*REQUESTS*:
**1.** Answer these from the kernel build notes below:
(a) Which checkout should be used instead of one of the aosp/studio-XXX branches?
(b) Which kernel version is listed for KitKat?
(c) What is the default output directory?
**2.** Based on the kernel build notes below, mark each statement yes or no and quote the words that decide it:
(a) The 'ranchu' virtual board corresponds to the virtual hardware supported by the QEMU1 code base.
(b) By default, the script looks for a toolchain in $AOSP/prebuilts/gcc/.
(c) Kernel version 3.18 is listed for Marshmallow.

*DOCUMENT*:
---

Make sure to use a checkout of aosp/master, not one of the aosp/studio-XXX
branches, the latter do not contain the prebuilt target toolchain binaries
required to rebuild the kernel.
You need the sources in android.googlesource.com/kernel/goldfish.git,
in branch origin/android-goldfish-<version>, where <version> is the
kernel version that applies to your system image.
Roughly speaking:
2.6.27 -> Anything before Gingerbread. (<= Android 2.2)
2.6.29 -> For Gingerbread (2.3) until JellyBean MR2 (4.2.x)
3.4 -> For KitKat (4.4.x) and Lollipop 32 bit (5.0/5.1)
3.10 -> For Lollipop 64 bit and Marshmallow (6.0)
3.18 -> Currently experimental.
Besides, you need to select the right 'config', which corresponds to the
virtual board you want to support. There are currently two to consider:
- The legacy virtual board is called 'goldfish', and corresponds to
the virtual hardware supported by the legacy QEMU1 code base.
- The newest virtual board is called 'ranchu', and corresponds to the
virtual hardware supported by the QEMU2 code base.
The main difference between them is that 'goldfish' supports obsolete
goldfish-specific NAND and eMMC virtual devices that are replaced by
virtio-block in QEMU2 (for much better performance and reliability).
For more details, see docs/GOLDFISH-VIRTUAL-HARDWARE.TXT.
You specify which architecture to build for with the --arch=<name>
option, where <name> is one of the emulator's CPU architecture name
(e.g. 'arm', 'mips', 'x86', 'x86_64', 'arm64' and 'mips64').
Each architecture has a default configuration (typically 'goldfish') that
you can override with the --config=<name> option, where <name> is the name
of a sub-directory under $KERNEL/arch/*/configs/
The default output directory will be /tmp/kernel-qemu/<arch>-<kernel_version>/
but this can be overriden with the --out=<dir> option.
By default the script tries to find an appropriate toolchain from
$AOSP/prebuilts/gcc/, but you can specify a different one using the
--cross=<prefix> option.
See build-kernel.sh --help for more options and details.
Here's a table of options to rebuild popular kernel configuration:
Goldfish:
32-bit ARMv7-A --arch=arm
32-bit i386 --arch=x86
32-bit MIPS --arch=mips
64-bit x86_64 --arch=x86_64
Ranchu:
32-bit ARMv7-A --arch=arm --config=ranchu
32-bit i386 --arch=x86 --config=i386_ranchu
32-bit MIPS --arch=mips --config=ranchu
64-bit ARMv8 --arch=arm64
64-bit x86_64 --arch=x86_64 --config=x86_64_ranchu
64-bit MIPS --arch=mip64 --config=ranchu
The script will generate the following files in its output directory:
kernel-qemu The kernel image to be used with QEMU, use
the emulator's '-kernel <file>' option to use it,
where <file> is the path to this file.

---

Items from a dataset:
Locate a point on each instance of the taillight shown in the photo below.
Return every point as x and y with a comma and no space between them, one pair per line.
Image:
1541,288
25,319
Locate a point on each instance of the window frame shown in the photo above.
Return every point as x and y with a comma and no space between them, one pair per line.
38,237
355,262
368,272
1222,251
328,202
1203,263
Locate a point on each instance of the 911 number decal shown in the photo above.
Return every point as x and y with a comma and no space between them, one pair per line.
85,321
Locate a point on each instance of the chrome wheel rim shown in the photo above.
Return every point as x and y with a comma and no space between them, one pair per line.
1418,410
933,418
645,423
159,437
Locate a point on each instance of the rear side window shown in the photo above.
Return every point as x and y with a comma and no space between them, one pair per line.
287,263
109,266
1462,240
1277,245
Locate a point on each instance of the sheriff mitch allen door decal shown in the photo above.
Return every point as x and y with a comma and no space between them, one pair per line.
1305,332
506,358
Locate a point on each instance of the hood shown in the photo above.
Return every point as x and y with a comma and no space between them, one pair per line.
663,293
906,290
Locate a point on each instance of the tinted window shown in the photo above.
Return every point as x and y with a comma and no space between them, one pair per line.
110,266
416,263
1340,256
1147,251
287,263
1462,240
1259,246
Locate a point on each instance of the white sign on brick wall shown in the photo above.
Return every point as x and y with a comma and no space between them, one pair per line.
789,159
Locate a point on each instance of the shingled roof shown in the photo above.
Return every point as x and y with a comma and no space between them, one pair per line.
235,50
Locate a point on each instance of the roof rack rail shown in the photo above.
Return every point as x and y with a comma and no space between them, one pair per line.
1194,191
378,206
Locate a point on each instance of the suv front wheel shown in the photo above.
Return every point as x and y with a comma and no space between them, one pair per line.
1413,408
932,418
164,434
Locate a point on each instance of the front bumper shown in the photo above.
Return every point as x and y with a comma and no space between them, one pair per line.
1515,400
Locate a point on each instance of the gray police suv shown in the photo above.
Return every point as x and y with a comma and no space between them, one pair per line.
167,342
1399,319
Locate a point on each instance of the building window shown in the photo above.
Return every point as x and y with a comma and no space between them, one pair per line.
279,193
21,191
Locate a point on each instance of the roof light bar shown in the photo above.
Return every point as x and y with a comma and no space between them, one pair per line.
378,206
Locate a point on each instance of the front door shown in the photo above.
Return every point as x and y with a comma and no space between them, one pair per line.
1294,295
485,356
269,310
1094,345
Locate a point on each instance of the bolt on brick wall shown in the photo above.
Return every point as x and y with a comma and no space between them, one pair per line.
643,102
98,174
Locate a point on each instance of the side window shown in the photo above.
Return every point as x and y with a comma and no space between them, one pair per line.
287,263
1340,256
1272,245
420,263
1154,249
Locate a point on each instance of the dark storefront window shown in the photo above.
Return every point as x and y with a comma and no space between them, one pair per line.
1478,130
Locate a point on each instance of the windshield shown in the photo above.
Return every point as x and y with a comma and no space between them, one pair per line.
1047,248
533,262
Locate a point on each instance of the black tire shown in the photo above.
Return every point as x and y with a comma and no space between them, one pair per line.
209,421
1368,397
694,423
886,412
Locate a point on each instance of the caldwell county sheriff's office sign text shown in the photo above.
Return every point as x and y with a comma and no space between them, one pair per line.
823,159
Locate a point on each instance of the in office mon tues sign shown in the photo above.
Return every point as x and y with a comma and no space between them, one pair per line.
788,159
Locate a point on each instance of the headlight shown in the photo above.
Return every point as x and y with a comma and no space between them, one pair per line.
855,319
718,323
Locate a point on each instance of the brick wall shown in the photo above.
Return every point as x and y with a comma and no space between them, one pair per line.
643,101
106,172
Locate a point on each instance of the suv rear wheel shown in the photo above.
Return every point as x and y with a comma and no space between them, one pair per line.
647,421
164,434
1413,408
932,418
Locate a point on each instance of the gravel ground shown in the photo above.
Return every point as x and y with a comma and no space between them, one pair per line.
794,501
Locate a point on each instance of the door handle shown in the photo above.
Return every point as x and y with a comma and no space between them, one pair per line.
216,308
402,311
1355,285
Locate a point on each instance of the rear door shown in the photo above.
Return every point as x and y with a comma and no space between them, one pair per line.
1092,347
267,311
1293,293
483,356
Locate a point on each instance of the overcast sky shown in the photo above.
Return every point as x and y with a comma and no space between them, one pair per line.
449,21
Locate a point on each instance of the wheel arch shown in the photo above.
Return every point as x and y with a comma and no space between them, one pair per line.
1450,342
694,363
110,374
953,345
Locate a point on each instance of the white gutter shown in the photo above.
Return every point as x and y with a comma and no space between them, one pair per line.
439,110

---

*ANSWERS IN ORDER*:
**1.**
(a) aosp/master
(b) 3.4
(c) /tmp/kernel-qemu/<arch>-<kernel_version>/

**2.**
(a) No: "The newest virtual board is called 'ranchu', and corresponds to the virtual hardware supported by the QEMU2 code base."
(b) Yes: "By default the script tries to find an appropriate toolchain from $AOSP/prebuilts/gcc/"
(c) No: "3.18 -> Currently experimental."